The problem »
Respond with nothing but the number of lines in this data that include the word "bottle".

Data shown »
╭──
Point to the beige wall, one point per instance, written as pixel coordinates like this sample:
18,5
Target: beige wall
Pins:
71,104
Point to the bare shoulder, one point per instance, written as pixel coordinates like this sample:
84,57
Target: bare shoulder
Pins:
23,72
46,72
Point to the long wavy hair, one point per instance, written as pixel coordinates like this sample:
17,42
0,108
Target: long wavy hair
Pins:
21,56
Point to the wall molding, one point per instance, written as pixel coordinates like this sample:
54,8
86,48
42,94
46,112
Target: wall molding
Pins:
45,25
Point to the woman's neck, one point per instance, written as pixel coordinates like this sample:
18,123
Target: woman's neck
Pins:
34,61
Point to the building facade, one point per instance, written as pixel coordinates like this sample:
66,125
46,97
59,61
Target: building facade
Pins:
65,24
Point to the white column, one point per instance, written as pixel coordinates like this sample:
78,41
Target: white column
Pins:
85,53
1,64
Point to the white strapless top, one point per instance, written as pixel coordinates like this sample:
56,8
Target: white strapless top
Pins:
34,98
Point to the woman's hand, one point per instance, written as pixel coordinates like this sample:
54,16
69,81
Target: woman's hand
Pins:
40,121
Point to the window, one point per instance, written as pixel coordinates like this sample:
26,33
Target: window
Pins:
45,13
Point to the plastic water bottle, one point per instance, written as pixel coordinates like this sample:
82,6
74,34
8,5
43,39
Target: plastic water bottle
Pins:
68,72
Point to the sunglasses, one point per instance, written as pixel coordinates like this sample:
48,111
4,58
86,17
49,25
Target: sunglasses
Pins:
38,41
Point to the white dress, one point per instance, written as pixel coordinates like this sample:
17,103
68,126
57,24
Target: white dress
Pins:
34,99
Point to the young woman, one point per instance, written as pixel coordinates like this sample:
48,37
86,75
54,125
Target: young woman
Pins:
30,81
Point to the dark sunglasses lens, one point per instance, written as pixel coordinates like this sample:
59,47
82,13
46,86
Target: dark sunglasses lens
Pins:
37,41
╰──
Output for this task »
2